What you will do:
**A)** Reproduce the passage of the Creavis lab article that opens with the words containing "Marina Bergmann, a" and closes with "for everyone involved.".
**B)** Recast the paragraph of the Creavis lab article beginning "“We also know alternative methods,”" as a short bulleted list that keeps its main facts.
**C)** Write what comes next in the Creavis lab article, picking up after its final sentence.

Text under study:
Marina Bergmann, a chemistry lab assistant at Creavis in the Marl Chemical Park, is using a pipette to extract samples from a glass shake flask. The flask contains microbes that were grown in a nutrient solution. Right next to Bergmann are the bioengineer Denise Westkamp and the chemistry lab assistant Karina Keßlau, who are filling the necessary eluents into the liquid chromatograph in order to prepare it for an analysis. The two analytics experts from Technology & Infrastructure (TI) want to determine whether the samples contain the desired products or whether any unwanted byproducts were created and how much. The paths are short here in the biotechnology lab at Creavis. This is a big advantage for everyone involved.

The core business of biotechnology research is the development of customized biocatalysts that produce large amounts of chemicals. However, the right conditions have to be created for this as well. Only a precise analysis can determine whether the microbes are doing their job properly. “We used to do the analyses ourselves,” says Steffen Schaffer, who is responsible for biocatalyst development at Creavis. “But we are experts for biotechnology, not for analytics.” Although the analyses basically worked in the past, the methods used were often insufficiently validated. Moreover, they were perhaps not ideally selected for the analytical issue in question. As an alternative, the biotechnologists sometimes took their samples to the analytics experts in the chemical park, whose workplace is several hundred meters from Creavis. Although the team there had the required analytics expertise, they had no connection to biotechnology, which is a very specialized field of research. As a result, the participants decided to have the analytics employees work directly in the Creavis laboratory. “In their own field, the analytics specialists have a completely different level of expertise than we do,” states Schaffer. The idea has paid off. Today, analyses always use the same procedure and the results are reliable and quickly available. Moreover, the staff can now directly communicate with one another because everyone works in the same rooms.

“We also know alternative methods,” says Miriam Schwarzer, Head of Analytical On-site Service at TI, about another advantage of the cooperation. This is especially important “when we see a compound that we aren’t familiar with,” adds Schaffer. Real detective work is needed in such cases: Is it an organic compound? How many carbon atoms does it contain? Does it have a biological source? The compound’s structure is revealed with the help of mass spectrometry and chromatography. “We can also use the findings for other projects,” explains Schwarzer. Appropriate databases have already been created for this purpose.

(Stored items)
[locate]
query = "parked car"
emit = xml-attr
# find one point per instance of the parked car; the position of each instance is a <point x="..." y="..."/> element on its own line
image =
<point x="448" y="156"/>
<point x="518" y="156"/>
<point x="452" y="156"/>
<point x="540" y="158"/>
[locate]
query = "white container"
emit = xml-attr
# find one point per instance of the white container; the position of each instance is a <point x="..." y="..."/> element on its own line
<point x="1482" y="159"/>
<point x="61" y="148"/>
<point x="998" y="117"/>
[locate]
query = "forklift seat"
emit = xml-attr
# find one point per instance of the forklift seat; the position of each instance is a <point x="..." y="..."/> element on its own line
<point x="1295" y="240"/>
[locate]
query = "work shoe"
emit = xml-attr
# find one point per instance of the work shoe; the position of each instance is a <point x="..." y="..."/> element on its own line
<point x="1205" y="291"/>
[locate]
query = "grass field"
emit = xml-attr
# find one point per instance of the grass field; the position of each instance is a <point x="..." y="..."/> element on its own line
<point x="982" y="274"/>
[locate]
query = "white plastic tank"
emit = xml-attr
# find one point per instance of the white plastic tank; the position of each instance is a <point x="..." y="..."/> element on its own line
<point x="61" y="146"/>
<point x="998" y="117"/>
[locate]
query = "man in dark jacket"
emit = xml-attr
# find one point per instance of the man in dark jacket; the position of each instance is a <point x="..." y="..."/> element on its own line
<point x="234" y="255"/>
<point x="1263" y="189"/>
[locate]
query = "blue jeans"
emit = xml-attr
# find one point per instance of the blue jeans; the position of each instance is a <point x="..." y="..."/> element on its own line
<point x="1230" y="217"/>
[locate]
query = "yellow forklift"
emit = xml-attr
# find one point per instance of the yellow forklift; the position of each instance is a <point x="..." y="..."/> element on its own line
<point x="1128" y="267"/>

Outputs in order:
**A)**
Marina Bergmann, a chemistry lab assistant at Creavis in the Marl Chemical Park, is using a pipette to extract samples from a glass shake flask. The flask contains microbes that were grown in a nutrient solution. Right next to Bergmann are the bioengineer Denise Westkamp and the chemistry lab assistant Karina Keßlau, who are filling the necessary eluents into the liquid chromatograph in order to prepare it for an analysis. The two analytics experts from Technology & Infrastructure (TI) want to determine whether the samples contain the desired products or whether any unwanted byproducts were created and how much. The paths are short here in the biotechnology lab at Creavis. This is a big advantage for everyone involved.

**B)**
- Miriam Schwarzer, Head of Analytical On-site Service at TI, says the analytics staff also know alternative methods.
- Schaffer adds that this matters most when an unfamiliar compound shows up.
- Such cases call for detective work: Is the compound organic? How many carbon atoms does it contain? Is its source biological?
- Mass spectrometry and chromatography reveal the compound's structure.
- Schwarzer says the findings can also serve other projects, and databases have already been created for this purpose.

**C)**
The departments for Reaction and Polymer Technology as well as the Fluid Processing unit at Process Technology (VT) have now also decided to directly collaborate with the analytics experts. A team of process engineers and analytics specialists are taking care of the methods, equipment, software, and training programs for all of the departments. In addition, they are responsible for the analytics testing lab. The experts from the various facilities can also be on board if they want to be. The Technology Center’s employees conduct most of the analyses and evaluations themselves. The team provides assistance whenever questions or problems arise. “The colleagues from Analytics contribute special knowledge that we don’t have in this form at Process Technology,” says Achim Lienke, Head of the Reaction Research Technology Center in Marl. Examples include their skill with equipment maintenance and the development of new methods. Whenever a measurement fails to supply suitable results, Miriam Schwarzer from Analytical On-site Service has no qualms about using tools herself in order to tighten screws, remove dirt, and check to see if instruments are damaged.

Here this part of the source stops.